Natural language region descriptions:
[Start of Attachment]

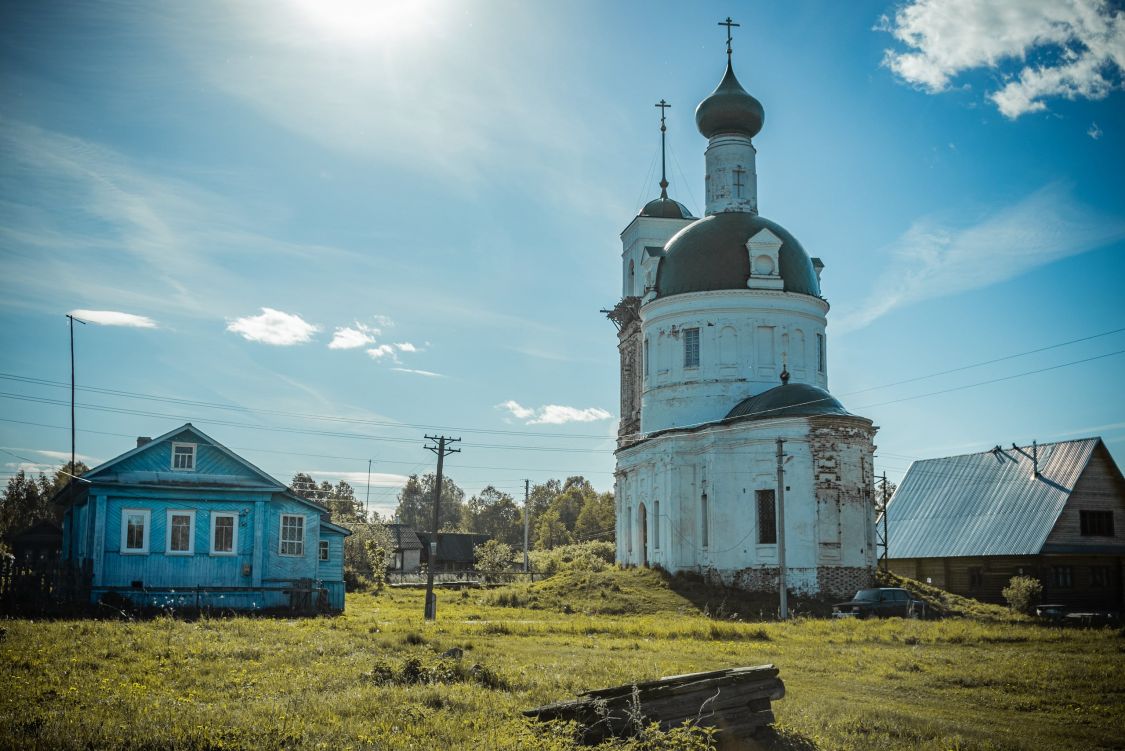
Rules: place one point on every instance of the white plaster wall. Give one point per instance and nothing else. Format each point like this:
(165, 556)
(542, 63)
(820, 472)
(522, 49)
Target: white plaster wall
(744, 337)
(644, 232)
(730, 463)
(731, 160)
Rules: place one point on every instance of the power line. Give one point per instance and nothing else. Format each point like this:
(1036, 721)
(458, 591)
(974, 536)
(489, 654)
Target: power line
(281, 413)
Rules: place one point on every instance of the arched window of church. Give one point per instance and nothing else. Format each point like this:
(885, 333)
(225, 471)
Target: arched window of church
(629, 530)
(691, 347)
(704, 522)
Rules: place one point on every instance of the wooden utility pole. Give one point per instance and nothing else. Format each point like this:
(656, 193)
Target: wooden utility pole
(441, 450)
(783, 594)
(70, 472)
(887, 563)
(527, 522)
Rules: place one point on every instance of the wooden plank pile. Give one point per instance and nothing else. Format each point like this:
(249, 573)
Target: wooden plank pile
(735, 700)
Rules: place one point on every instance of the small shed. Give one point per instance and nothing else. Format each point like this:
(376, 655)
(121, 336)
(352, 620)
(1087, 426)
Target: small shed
(456, 550)
(1055, 512)
(407, 549)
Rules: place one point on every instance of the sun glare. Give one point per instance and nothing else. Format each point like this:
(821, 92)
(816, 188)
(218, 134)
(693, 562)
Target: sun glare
(366, 20)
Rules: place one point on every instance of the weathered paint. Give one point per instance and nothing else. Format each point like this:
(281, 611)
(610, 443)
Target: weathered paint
(254, 575)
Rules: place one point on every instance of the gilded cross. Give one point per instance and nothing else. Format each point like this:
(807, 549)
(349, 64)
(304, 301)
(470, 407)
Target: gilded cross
(728, 24)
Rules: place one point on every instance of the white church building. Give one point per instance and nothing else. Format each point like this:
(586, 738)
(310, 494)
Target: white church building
(722, 335)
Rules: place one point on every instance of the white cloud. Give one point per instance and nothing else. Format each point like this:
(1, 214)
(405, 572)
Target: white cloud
(350, 337)
(383, 351)
(1078, 47)
(115, 318)
(932, 260)
(554, 414)
(273, 327)
(428, 373)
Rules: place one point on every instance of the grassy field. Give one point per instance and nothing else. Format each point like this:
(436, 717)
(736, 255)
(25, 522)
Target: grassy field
(374, 679)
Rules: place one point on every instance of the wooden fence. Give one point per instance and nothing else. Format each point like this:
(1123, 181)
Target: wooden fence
(44, 586)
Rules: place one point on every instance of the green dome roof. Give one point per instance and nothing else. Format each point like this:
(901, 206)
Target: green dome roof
(789, 400)
(665, 208)
(710, 254)
(729, 109)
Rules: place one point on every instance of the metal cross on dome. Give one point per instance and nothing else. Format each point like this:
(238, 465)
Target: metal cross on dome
(728, 24)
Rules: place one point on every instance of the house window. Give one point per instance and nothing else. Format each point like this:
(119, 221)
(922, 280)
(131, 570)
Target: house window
(181, 533)
(1096, 524)
(293, 535)
(704, 537)
(975, 578)
(183, 457)
(691, 347)
(767, 517)
(135, 530)
(224, 533)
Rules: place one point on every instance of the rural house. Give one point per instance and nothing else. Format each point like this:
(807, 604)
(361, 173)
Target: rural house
(181, 521)
(1056, 512)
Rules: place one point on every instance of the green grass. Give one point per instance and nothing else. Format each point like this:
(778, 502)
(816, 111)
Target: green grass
(374, 678)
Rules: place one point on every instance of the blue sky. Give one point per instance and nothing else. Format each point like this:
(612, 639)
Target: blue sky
(403, 217)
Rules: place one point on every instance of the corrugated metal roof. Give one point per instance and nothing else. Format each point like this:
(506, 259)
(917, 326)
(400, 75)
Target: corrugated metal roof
(984, 504)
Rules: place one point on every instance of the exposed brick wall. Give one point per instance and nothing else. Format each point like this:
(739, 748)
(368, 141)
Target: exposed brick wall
(843, 581)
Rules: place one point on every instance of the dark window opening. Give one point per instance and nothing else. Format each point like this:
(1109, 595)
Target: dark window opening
(767, 518)
(1096, 524)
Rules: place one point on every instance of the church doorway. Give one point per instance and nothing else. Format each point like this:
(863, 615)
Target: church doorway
(642, 527)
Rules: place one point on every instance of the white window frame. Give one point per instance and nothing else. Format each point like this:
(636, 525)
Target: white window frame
(282, 541)
(191, 532)
(194, 454)
(125, 531)
(234, 534)
(692, 353)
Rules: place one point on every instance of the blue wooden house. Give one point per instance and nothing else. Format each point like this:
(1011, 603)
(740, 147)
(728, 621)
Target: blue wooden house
(181, 521)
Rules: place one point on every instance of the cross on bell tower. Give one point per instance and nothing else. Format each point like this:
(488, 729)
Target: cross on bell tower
(664, 180)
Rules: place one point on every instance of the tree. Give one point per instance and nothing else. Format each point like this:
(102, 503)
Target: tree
(597, 518)
(339, 499)
(550, 532)
(495, 514)
(415, 504)
(26, 500)
(493, 557)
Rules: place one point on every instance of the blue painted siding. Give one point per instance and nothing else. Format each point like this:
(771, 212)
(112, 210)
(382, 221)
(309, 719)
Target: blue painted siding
(254, 576)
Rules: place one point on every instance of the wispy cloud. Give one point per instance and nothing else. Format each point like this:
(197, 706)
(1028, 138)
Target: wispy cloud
(1083, 42)
(934, 260)
(115, 318)
(428, 373)
(273, 327)
(350, 337)
(552, 414)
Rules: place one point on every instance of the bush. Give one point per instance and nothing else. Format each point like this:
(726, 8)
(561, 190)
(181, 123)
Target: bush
(577, 557)
(1023, 594)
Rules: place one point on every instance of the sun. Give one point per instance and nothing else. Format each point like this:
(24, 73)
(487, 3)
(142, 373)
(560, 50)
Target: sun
(366, 20)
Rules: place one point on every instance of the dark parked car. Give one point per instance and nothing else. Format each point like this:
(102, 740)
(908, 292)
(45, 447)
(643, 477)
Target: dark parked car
(884, 602)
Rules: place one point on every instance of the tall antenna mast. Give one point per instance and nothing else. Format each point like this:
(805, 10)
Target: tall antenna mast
(664, 179)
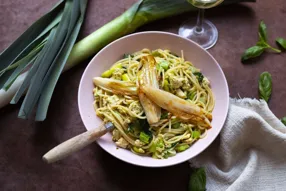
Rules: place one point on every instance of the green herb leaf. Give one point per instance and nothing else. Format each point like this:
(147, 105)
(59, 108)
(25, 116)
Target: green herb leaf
(281, 42)
(265, 86)
(196, 134)
(164, 115)
(182, 148)
(144, 137)
(252, 52)
(283, 120)
(164, 65)
(198, 180)
(262, 32)
(199, 76)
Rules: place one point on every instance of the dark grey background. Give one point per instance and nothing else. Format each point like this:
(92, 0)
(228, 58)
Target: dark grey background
(22, 143)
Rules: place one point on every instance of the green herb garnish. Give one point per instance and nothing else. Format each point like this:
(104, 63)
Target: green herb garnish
(260, 46)
(144, 137)
(283, 120)
(196, 134)
(181, 148)
(199, 76)
(265, 86)
(198, 180)
(281, 42)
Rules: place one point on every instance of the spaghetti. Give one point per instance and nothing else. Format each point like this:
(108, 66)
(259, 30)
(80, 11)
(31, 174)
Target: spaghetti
(170, 134)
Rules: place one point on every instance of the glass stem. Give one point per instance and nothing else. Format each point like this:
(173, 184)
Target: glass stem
(199, 25)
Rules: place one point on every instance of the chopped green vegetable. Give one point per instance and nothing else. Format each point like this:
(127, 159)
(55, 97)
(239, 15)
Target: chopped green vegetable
(281, 42)
(198, 180)
(174, 54)
(155, 53)
(203, 99)
(142, 12)
(181, 148)
(176, 125)
(196, 134)
(160, 143)
(125, 77)
(283, 120)
(144, 137)
(192, 95)
(108, 73)
(152, 148)
(166, 86)
(265, 86)
(164, 115)
(199, 76)
(164, 64)
(127, 55)
(138, 150)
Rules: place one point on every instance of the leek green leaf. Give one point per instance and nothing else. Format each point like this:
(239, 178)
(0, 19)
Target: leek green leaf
(57, 70)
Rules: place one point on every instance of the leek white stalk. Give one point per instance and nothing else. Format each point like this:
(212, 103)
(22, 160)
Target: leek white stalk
(142, 12)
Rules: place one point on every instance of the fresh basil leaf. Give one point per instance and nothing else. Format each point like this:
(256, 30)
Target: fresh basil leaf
(199, 76)
(252, 52)
(262, 31)
(265, 86)
(283, 120)
(198, 180)
(281, 42)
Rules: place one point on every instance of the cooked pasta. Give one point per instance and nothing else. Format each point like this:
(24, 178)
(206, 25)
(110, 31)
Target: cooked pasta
(147, 120)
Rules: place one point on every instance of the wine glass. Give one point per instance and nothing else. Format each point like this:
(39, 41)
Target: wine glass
(200, 30)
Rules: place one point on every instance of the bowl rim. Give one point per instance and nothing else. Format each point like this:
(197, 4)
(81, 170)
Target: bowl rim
(175, 35)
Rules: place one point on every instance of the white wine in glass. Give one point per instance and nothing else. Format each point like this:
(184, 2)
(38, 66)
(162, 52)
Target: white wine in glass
(200, 30)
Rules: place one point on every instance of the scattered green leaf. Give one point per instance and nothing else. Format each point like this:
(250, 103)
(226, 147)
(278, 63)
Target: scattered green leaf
(260, 46)
(252, 52)
(265, 86)
(262, 31)
(144, 137)
(199, 76)
(281, 42)
(196, 134)
(198, 180)
(181, 148)
(283, 120)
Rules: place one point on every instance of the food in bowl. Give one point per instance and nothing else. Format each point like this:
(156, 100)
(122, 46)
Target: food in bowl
(159, 103)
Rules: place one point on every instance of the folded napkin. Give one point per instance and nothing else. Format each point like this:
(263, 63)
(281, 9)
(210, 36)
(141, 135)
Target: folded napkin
(250, 152)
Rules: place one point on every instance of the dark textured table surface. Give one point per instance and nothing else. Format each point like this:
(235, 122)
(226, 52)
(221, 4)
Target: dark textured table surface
(22, 143)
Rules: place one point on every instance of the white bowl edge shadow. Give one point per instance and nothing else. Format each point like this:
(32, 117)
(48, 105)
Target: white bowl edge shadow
(154, 40)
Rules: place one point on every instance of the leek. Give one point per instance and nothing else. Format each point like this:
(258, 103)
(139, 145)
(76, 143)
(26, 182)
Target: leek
(12, 77)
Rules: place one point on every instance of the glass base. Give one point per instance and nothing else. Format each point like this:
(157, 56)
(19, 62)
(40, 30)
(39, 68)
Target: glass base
(206, 38)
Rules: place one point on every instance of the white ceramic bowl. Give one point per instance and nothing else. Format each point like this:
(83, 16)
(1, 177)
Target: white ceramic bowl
(154, 40)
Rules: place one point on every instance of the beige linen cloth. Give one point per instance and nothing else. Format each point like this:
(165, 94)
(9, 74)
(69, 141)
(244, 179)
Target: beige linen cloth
(250, 152)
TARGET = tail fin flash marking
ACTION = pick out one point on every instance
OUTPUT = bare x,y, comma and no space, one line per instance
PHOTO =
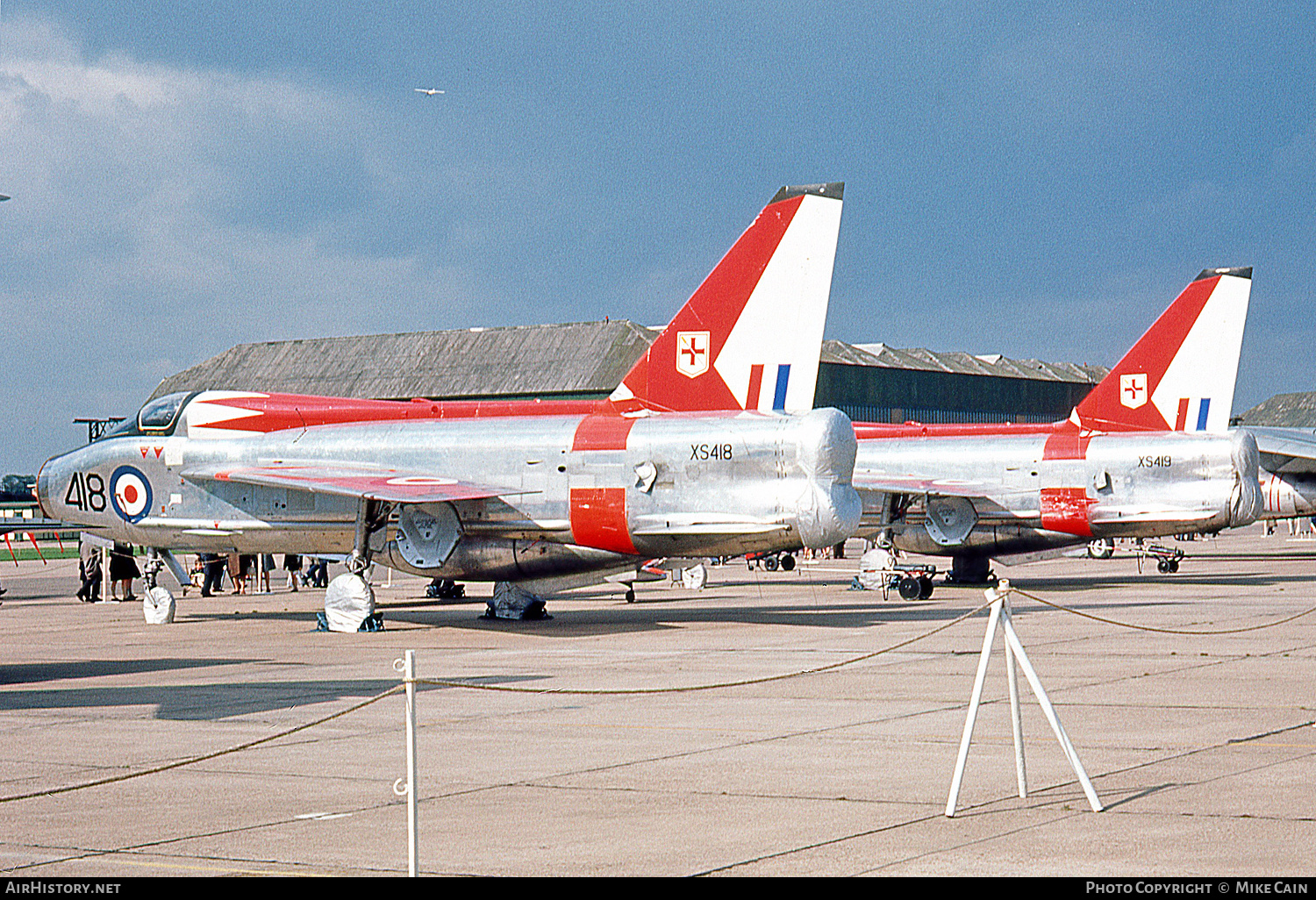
1191,349
763,304
755,386
783,379
1181,420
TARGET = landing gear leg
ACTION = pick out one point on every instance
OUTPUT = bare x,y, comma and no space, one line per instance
349,600
970,570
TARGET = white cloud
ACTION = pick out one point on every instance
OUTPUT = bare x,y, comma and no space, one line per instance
161,215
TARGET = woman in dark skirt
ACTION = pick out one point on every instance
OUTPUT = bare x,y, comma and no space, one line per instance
123,568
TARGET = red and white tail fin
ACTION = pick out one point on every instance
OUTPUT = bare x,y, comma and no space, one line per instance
1181,374
752,334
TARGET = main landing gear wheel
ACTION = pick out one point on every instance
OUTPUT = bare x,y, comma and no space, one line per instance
1100,549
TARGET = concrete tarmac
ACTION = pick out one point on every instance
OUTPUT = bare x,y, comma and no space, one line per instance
1198,737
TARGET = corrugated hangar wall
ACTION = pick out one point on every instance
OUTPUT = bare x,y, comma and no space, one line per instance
589,360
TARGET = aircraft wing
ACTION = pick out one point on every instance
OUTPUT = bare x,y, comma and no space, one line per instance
373,483
10,525
1286,450
950,487
703,525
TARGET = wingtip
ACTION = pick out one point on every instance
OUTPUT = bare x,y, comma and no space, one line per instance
833,189
1244,271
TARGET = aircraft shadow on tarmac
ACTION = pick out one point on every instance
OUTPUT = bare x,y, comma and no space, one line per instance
1160,582
213,702
644,616
54,671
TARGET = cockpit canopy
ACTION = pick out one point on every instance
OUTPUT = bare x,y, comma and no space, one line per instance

[End of Attachment]

:: THE TASK ::
Say how many lines in the entries above contain the string "landing", offering no other words.

:: SOLUTION ::
2